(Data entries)
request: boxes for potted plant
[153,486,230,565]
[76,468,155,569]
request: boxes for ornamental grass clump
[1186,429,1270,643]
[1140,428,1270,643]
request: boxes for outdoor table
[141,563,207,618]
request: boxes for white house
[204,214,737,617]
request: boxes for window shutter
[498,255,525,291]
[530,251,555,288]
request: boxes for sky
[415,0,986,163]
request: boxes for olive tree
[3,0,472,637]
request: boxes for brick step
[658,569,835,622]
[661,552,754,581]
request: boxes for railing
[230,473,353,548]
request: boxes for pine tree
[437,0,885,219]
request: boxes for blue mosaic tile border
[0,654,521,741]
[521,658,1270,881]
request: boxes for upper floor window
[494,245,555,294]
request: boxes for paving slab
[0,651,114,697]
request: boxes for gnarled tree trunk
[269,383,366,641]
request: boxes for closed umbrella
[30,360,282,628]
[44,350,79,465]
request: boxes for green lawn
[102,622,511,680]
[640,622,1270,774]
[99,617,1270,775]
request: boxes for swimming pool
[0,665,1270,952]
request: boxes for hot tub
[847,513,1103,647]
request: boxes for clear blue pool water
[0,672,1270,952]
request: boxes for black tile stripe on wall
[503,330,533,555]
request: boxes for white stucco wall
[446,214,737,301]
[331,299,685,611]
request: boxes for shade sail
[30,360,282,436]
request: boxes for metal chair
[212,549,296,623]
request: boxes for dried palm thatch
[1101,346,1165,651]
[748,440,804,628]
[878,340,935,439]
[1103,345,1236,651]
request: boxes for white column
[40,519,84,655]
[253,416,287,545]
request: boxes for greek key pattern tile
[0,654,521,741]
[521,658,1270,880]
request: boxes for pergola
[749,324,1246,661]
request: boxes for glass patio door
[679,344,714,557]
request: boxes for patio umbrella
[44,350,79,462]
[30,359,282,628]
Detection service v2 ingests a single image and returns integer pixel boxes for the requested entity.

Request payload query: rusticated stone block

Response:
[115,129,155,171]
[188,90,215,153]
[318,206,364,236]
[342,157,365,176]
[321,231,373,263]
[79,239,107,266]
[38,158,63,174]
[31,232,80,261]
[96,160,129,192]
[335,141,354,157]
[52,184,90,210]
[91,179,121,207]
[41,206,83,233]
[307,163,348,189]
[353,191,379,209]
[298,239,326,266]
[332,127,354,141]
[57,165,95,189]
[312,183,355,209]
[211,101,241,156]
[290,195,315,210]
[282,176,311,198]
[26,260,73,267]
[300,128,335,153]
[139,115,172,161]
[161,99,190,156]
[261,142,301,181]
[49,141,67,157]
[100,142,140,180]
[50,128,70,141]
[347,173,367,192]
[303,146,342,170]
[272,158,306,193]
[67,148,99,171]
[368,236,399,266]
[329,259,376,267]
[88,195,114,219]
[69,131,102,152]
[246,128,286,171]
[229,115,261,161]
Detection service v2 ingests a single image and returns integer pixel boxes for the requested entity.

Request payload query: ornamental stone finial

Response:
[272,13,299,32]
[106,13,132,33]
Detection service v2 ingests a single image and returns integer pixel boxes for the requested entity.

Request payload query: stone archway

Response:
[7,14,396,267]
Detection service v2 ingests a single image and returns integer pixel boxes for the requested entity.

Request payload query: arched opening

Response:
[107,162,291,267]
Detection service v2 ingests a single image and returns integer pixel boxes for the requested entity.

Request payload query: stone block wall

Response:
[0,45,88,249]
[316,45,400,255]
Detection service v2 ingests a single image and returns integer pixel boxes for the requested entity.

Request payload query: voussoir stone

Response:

Goal
Reproduce all of the material above verbatim, with every line unchanged and in its original order.

Full response
request: boxes for potted plant
[153,486,230,565]
[76,468,155,569]
request: boxes for ornamental grass clump
[1186,429,1270,643]
[1140,428,1270,643]
request: boxes for outdoor table
[141,563,207,618]
request: boxes for white house
[204,214,737,617]
request: boxes for window shutter
[498,255,525,291]
[530,251,555,288]
request: boxes for sky
[415,0,986,163]
request: boxes for olive tree
[3,0,472,637]
request: boxes for brick step
[658,569,835,622]
[661,552,754,581]
request: boxes for railing
[230,473,353,548]
request: boxes for pine tree
[437,0,885,219]
request: boxes for blue mosaic tile border
[0,654,521,741]
[521,658,1270,881]
request: boxes for upper floor window
[494,245,555,294]
request: boxes for paving slab
[0,651,114,697]
request: boxes for gnarled tree trunk
[269,383,366,641]
request: boxes for closed umbrella
[30,360,282,628]
[44,350,79,465]
request: boxes for green lawn
[102,622,511,680]
[640,622,1270,774]
[99,617,1270,775]
request: boxes for swimming pool
[0,665,1270,952]
request: boxes for hot tub
[847,513,1103,647]
request: boxes for clear blue pool water
[0,672,1270,952]
request: boxes for black tile stripe on wall
[503,330,533,555]
request: boxes for white stucco wall
[446,214,737,301]
[331,299,685,611]
request: boxes for shade sail
[30,360,282,436]
request: boxes for metal chair
[212,549,296,623]
request: boxes for dried palm thatch
[1101,346,1165,651]
[748,440,804,628]
[878,340,935,439]
[1103,345,1236,651]
request: boxes for white column
[40,519,84,655]
[253,416,287,545]
request: boxes for greek key pattern tile
[0,654,521,741]
[521,658,1270,880]
request: boxes for pergola
[749,324,1246,661]
request: boxes for glass patio door
[679,344,714,557]
request: boxes for patio umbrella
[44,350,79,462]
[30,359,282,628]
Detection service v2 ingests a single image and returns integer pixel boxes for the requested entity.

Request payload query: rusticated stone block

Response:
[115,129,155,171]
[188,90,215,153]
[318,206,364,236]
[342,157,365,176]
[321,231,373,263]
[79,239,107,266]
[38,158,63,174]
[31,232,80,261]
[96,160,129,192]
[335,141,354,157]
[52,184,90,210]
[91,179,121,207]
[41,206,83,233]
[307,163,348,189]
[353,191,379,209]
[298,239,326,266]
[332,127,354,141]
[57,165,95,189]
[312,183,355,209]
[211,101,241,156]
[290,195,315,210]
[282,176,311,198]
[26,260,73,267]
[300,128,335,153]
[139,115,172,161]
[161,99,190,156]
[261,142,301,181]
[49,141,67,157]
[100,142,140,180]
[50,128,70,141]
[347,173,367,192]
[303,146,342,170]
[272,158,306,193]
[67,148,99,171]
[368,236,399,266]
[329,259,376,267]
[88,195,114,219]
[69,131,102,152]
[246,128,286,171]
[229,115,261,161]
Detection service v2 ingests a single image and returns integer pixel boxes for the requested entity.

Request payload query: ornamental stone finial

Response:
[272,13,299,32]
[106,13,132,33]
Detection service v2 ingests a single image and returns integer pixel boxes for the requested entity.

Request payload query: stone archway

Response:
[7,14,396,267]
Detection service v2 ingests a single image and returns integer pixel boxes for the requested entity.

Request payload query: arched opening

Response:
[107,162,291,267]
Detection service v2 ingests a single image and returns integer pixel boxes for the requested entity.

Request payload query: stone block wall

Response:
[0,45,88,249]
[316,45,400,255]
Detection service v2 ingests a single image and returns integer pixel boxes for the requested entity.

Request payload query: voussoir stone

Response:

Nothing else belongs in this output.